──────── Dataset extract
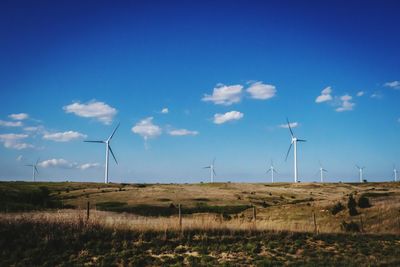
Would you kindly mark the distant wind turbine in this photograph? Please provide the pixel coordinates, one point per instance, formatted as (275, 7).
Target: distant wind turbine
(360, 170)
(272, 170)
(108, 149)
(321, 171)
(34, 169)
(212, 171)
(294, 143)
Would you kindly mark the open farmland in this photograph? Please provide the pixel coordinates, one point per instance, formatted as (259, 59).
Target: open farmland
(259, 224)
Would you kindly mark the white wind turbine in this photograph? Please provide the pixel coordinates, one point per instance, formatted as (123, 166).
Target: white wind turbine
(294, 143)
(212, 171)
(108, 149)
(321, 172)
(360, 170)
(272, 170)
(34, 169)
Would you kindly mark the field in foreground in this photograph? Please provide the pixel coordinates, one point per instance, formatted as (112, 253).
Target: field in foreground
(27, 242)
(224, 224)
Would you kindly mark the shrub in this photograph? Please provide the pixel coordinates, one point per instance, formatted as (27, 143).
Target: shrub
(363, 202)
(335, 209)
(351, 205)
(350, 227)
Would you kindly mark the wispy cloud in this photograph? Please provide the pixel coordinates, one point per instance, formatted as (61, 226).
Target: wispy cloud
(393, 84)
(228, 116)
(225, 95)
(377, 95)
(325, 95)
(182, 132)
(262, 91)
(15, 141)
(64, 136)
(19, 116)
(10, 123)
(93, 109)
(292, 125)
(345, 103)
(147, 129)
(65, 164)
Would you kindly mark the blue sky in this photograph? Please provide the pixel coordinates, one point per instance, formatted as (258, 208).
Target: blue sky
(228, 72)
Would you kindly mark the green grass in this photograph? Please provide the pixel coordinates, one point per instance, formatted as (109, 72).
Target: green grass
(27, 243)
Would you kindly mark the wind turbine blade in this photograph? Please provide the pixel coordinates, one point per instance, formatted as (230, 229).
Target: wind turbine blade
(287, 154)
(290, 128)
(112, 153)
(111, 136)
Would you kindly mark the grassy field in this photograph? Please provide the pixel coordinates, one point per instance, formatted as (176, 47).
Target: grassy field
(138, 224)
────────────────
Output each entry exactly. Skip the pictures.

Result of this exercise:
Would you kindly mark the distant wind turbine in this photograph? Please provide the pixel coordinates, one point per instance, formatted as (275, 7).
Target: distant wind turbine
(360, 170)
(272, 170)
(108, 149)
(321, 171)
(34, 169)
(212, 171)
(294, 143)
Would you kindly mark the open farmland in this photograph? Please provide the pixel coordinates, one point per instance, formatted as (259, 59).
Target: open farmland
(259, 224)
Would you kindly mark the white wind turbine in this photograph? Please provide the pixel coordinates, one point per instance, formatted as (123, 166).
Target: white wind turbine
(294, 143)
(212, 171)
(108, 149)
(321, 172)
(360, 170)
(272, 170)
(34, 169)
Would you kindly mark the field in foreground in this photograph? Please provide the pixel coordinates, one point per instance, formatted as (112, 253).
Target: field in foreground
(27, 242)
(224, 224)
Would you kindly mark the shrub in this photograph? Please provide the pixel coordinates, one point per instance, formatted as (27, 143).
Target: shrub
(363, 202)
(335, 209)
(351, 205)
(350, 227)
Would you kindly mark the wispy cloud in this photograph? Please provide the pixel coordinates, one point per instance, formatted as (61, 226).
Target: wispy cloud
(393, 84)
(228, 116)
(225, 95)
(377, 95)
(325, 95)
(182, 132)
(262, 91)
(15, 141)
(64, 136)
(19, 116)
(10, 123)
(93, 109)
(292, 125)
(345, 103)
(147, 129)
(65, 164)
Would you kindly mark the blue sky in this photograph? Please provide the pixel coordinates, one point per instance, formatted as (258, 208).
Target: blue sky
(228, 72)
Would you kindly mark the green grass in this photograph? Please provide the pixel coordinates, one point per instance, formatted as (109, 72).
Target: green grass
(27, 243)
Would you kindly mark the wind turbine blade in this photograph? Please provide the pixel coordinates, one point per instance, formatted as (230, 229).
Target: wind turbine blade
(287, 154)
(290, 128)
(112, 153)
(111, 136)
Would you kindly mark the grassy field in this photograph? Please provide the pixel coordinates, one point per instance, formatted as (176, 47).
Target: grassy field
(138, 224)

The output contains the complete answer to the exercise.